§ AANGELEVERDE TEKST:
———
ECLI:NL:RBARN:2005:AU7539

Rechtbank Arnhem

Datum uitspraak
19 oktober 2005
Publicatiedatum
4 april 2013
Zaaknummer
124383
Instantie
Rechtbank Arnhem
Type
Uitspraak
Rechtsgebied
Civiel recht
Procedures
  • Eerste aanleg - enkelvoudig
Rechters
Vindplaatsen
  • Rechtspraak.nl
AI samenvatting door LexboostAutomatisch gegenereerd

Onrechtmatig handelen van bestuurders van Jesta jegens eiseres

In deze zaak stond de vraag centraal of de gedaagden, in hun hoedanigheid van bestuurders van Jesta, onrechtmatig hebben gehandeld jegens eiseres. De rechtbank Arnhem oordeelde dat er slechts sprake kan zijn van onrechtmatig handelen indien grove nalatigheid kan worden verweten aan de bestuurders. Eiseres, die in dienst was bij Jesta, stelde dat de bestuurders onrechtmatig handelden door het aanvragen van hun eigen faillissement, het nalaten om een andere functie voor haar te zoeken binnen het concern, en het verzuim om een financiële regeling te treffen. De rechtbank oordeelde dat de aanvrage van het faillissement niet als misbruik van recht kon worden aangemerkt, aangezien Jesta in een toestand verkeerde waarin zij niet meer kon betalen. De rechtbank concludeerde dat de bestuurders niet onrechtmatig hadden gehandeld, omdat zij niet verplicht waren om eiseres een andere functie aan te bieden binnen de Standaart-groep, die uit verschillende zelfstandige vennootschappen bestond. De vordering van eiseres werd afgewezen, en zij werd veroordeeld in de kosten van de procedure, die op € 1.334,00 werden vastgesteld. Het vonnis werd uitgesproken op 19 oktober 2005 door mr. O. Nijhuis.
———
§ OPDRACHT:
Vat de aangeleverde tekst samen in twee zinnen. De rijen die nu volgen, komen uit een andere bron.
———
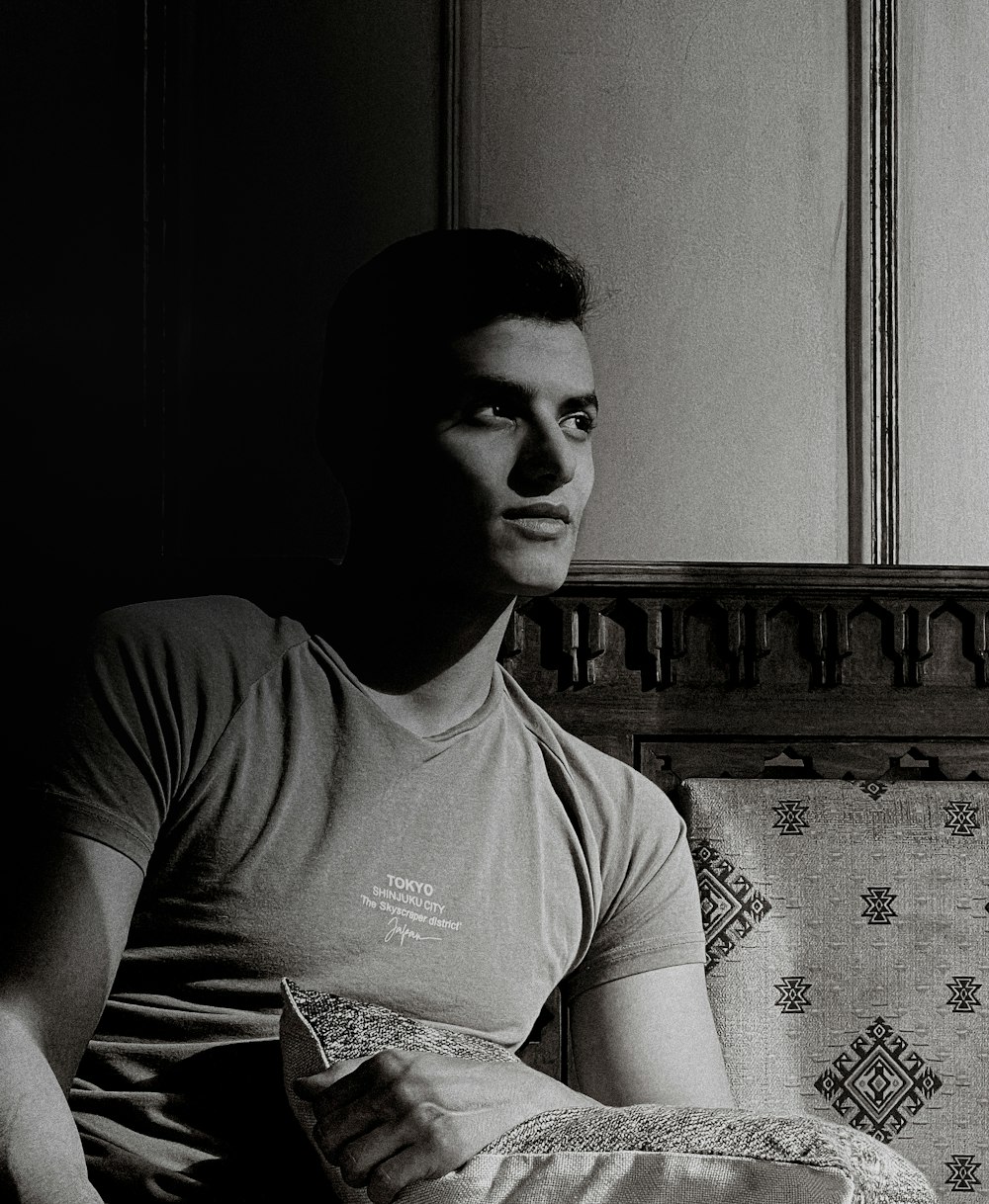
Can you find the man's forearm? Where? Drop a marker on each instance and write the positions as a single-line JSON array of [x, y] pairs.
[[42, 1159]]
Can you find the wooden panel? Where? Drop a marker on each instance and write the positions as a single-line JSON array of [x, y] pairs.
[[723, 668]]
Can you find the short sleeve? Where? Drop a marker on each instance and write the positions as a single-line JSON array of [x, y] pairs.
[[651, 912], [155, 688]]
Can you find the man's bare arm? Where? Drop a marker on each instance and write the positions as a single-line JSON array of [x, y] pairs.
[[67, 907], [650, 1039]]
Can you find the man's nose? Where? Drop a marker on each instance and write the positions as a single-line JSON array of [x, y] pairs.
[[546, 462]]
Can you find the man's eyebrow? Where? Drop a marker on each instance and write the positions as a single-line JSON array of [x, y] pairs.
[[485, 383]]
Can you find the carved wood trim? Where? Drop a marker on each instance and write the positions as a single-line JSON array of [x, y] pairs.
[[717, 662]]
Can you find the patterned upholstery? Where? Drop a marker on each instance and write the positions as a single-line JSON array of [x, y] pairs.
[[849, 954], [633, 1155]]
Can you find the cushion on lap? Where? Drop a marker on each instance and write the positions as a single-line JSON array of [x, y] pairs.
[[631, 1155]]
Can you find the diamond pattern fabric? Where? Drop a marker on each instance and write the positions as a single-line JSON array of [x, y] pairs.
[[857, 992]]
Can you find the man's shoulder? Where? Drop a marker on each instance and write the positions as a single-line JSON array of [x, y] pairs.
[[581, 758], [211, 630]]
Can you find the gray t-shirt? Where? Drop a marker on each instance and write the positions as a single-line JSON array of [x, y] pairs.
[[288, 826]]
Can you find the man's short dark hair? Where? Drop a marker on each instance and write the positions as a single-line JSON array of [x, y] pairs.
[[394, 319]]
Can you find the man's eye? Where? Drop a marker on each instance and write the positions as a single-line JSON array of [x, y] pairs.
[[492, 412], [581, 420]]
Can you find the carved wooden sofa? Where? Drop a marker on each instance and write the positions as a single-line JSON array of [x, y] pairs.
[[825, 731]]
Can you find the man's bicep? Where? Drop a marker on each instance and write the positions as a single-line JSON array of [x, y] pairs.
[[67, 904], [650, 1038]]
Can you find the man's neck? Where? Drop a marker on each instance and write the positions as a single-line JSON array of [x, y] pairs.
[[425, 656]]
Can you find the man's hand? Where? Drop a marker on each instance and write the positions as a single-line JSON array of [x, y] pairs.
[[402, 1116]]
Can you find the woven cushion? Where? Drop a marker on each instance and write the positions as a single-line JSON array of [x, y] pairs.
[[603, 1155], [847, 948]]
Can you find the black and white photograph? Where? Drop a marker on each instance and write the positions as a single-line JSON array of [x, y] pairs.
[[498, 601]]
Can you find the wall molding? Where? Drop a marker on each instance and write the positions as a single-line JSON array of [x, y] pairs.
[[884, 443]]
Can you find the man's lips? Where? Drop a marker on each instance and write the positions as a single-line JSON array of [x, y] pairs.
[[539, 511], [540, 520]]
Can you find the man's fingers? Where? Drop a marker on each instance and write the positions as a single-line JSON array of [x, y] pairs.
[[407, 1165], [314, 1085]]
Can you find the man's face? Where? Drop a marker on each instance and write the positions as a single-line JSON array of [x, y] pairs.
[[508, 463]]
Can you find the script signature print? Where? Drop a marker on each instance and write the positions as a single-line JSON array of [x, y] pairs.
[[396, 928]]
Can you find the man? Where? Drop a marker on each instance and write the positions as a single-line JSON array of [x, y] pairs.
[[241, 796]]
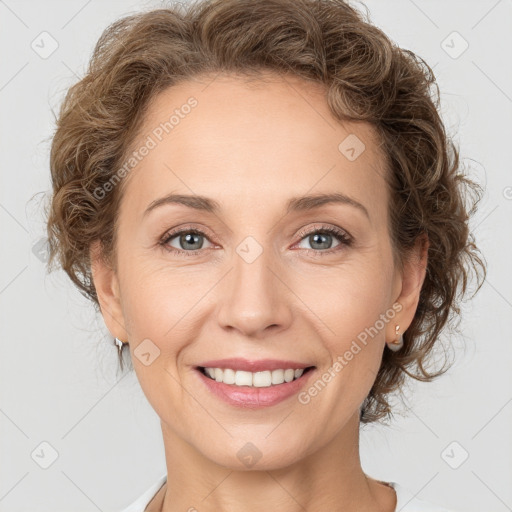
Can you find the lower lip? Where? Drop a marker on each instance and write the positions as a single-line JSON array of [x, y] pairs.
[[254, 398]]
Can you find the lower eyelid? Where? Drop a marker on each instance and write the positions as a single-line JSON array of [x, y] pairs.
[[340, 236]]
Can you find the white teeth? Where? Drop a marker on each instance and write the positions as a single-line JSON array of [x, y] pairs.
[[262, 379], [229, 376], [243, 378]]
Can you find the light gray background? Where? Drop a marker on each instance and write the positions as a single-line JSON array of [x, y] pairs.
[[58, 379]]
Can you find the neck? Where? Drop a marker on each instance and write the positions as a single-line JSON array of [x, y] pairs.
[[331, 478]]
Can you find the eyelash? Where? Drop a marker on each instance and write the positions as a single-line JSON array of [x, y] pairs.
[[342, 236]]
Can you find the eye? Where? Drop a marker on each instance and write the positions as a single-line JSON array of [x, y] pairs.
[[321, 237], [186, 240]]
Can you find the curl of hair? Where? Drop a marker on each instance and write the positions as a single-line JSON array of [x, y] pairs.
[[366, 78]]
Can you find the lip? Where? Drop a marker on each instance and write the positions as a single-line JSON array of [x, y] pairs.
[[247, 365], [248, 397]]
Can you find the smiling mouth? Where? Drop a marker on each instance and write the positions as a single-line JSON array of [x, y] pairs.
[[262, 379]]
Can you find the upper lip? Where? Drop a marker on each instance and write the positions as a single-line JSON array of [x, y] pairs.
———
§ ANTWOORD:
De rechtbank Arnhem oordeelde dat de bestuurders van Jesta niet onrechtmatig hadden gehandeld jegens eiseres, die bij Jesta in dienst was. De vordering van eiseres werd afgewezen en zij werd veroordeeld in de kosten van de procedure, die op € 1.334,00 werden vastgesteld.